**Aufgabe 1**
Schreib die Auflistung weiter unten vollständig und Zeile für Zeile unverändert ab. Die Bilder lässt du dabei weg.

-- -- --

Steirischer Tennisverband
Verbands-Info

Alarmstufe Rot! „Tennis darf nicht zum Halbjahressport werden“

Der ÖTV macht gemeinsam mit allen neun Landesverbänden auf die dramatische Lage aufmerksam.
Verfasst von: Manuel Wachta, 26.04.2024
© ÖTV
Bei der Pressekonferenz in Bregenz wurde ein gemeinsames Zeichen gesetzt. Von links nach rechts: Wolfgang Hämmerle (VTV-Präsident), Gerald Hebein (KTV-Geschäftsführer), Günter Austerhuber (OÖTV-Vizepräsident), Martin Ohneberg (ÖTV-Präsident), Wolfgang Winklehner (TTV-Präsident), Markus Pingitzer (BTV-Vizepräsident und -Generalsekretär), Andreas Leber (STTV-Geschäftsführer).

Die mittlerweile dramatische Tennishallen- und Infrastruktursituation in Österreichs Tennis erfordert dringend ein Handeln. ÖTV-Präsident Martin Ohneberg nimmt diesbezüglich die Landes- und Bundespolitik in die Pflicht.

Erst kürzlich hatte Sport-Austria-Präsident Hans Niessl eine Infrastrukturmilliarde über fünf Jahre hinweg angeregt, um Österreichs Sport einen großen Schritt voranzubringen. Ganz dringender Handlungsbedarf besteht dabei insbesondere im Tennissport, wo die Tennishallen- und Infrastruktursituation mittlerweile in den meisten der Bundesländer bereits dramatisch ist. Aus diesem Grund setzte der Österreichische Tennisverband mit Präsident Martin Ohneberg und Geschäftsführer Wirtschaft Thomas Schweda im Vorfeld seiner Generalversammlung am 28. April im Grand Hotel Bregenz ein Zeichen und lud am Freitag, 26. April, am gleichen Ort zum Pressegespräch. Und zwar gemeinsam mit allen neun Landesverbänden, vor Ort vertreten durch VTV-Präsident Wolfgang Hämmerle und TTV-Präsident Wolfgang Winklehner am Rednertisch sowie etwa durch Markus Pingitzer (BTV-Vizepräsident und -Generalsekretär), Günter Austerhuber (OÖTV-Vizepräsident), Gerald Hebein (KTV-Geschäftsführer) und Andreas Leber (STTV-Geschäftsführer). Dabei kam klar heraus: Es herrscht Alarmstufe Rot in Österreichs Tennissport!

-- -- --

**Aufgabe 2**
An welchem Tag hielt der ÖTV laut dem Bericht über die Lage der Tennishallen seine Generalversammlung ab?

-- -- --

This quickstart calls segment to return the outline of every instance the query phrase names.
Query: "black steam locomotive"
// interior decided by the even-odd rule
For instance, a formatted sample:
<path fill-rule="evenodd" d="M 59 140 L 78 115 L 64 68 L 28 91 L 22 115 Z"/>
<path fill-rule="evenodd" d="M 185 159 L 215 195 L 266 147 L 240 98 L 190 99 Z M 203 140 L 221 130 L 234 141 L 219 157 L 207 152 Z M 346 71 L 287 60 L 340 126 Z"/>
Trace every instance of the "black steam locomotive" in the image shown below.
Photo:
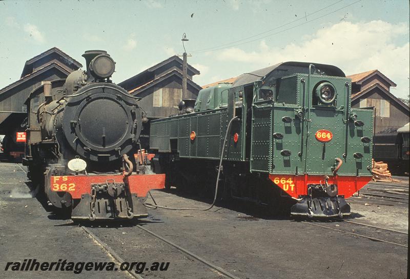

-- -- --

**Ergebnis 1**
This quickstart calls segment to return the outline of every instance the query phrase names.
Query: "black steam locomotive"
// interior decided by the even-odd rule
For instance, a formatted sample:
<path fill-rule="evenodd" d="M 59 140 L 78 115 L 64 68 L 28 91 L 22 115 Z"/>
<path fill-rule="evenodd" d="M 185 159 L 215 195 L 266 147 L 240 98 L 190 99 Z M 203 140 L 221 130 L 234 141 L 219 157 L 207 152 Z M 346 71 L 287 60 L 340 126 Z"/>
Trace every instance of the "black steam locomotive" in the image shown below.
Photo:

**Ergebnis 2**
Am 28. April.